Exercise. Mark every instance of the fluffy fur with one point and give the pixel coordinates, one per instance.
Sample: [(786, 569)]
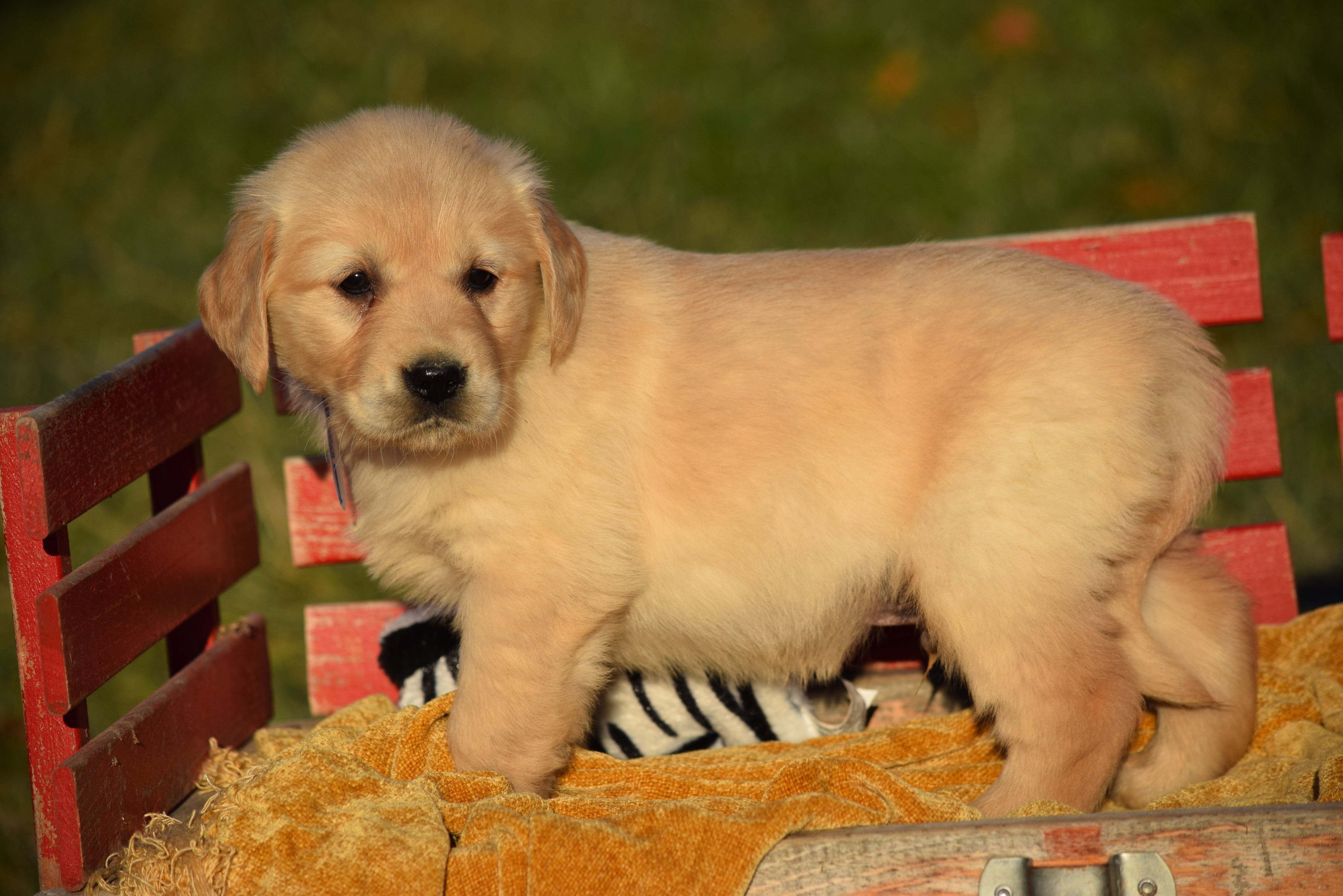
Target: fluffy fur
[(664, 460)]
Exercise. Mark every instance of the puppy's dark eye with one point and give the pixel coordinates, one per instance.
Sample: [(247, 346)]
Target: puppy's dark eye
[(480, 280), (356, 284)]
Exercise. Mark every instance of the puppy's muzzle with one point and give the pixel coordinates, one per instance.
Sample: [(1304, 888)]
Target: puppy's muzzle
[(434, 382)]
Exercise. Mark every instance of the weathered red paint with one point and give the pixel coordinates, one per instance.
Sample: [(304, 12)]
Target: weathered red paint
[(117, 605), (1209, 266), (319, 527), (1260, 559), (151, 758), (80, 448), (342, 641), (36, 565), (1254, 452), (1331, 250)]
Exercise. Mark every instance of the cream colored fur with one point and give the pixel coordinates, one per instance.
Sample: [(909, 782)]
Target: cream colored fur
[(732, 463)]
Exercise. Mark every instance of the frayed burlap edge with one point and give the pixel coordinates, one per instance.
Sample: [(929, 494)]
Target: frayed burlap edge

━━━━━━━━━━━━━━━━━━━━

#### Task
Format everything above, from the line containing "Exercise. Mark every instance of the puppy's muzzle" down to the line containing "[(434, 382)]", as a numbered list, with both of those lines included and any blank lines dropped.

#### The output
1. Exercise. Mark every instance of the puppy's muzzle with one point and give the pixel coordinates, one per instance.
2. Sample: [(1304, 888)]
3. Target: puppy's muzzle
4. [(434, 382)]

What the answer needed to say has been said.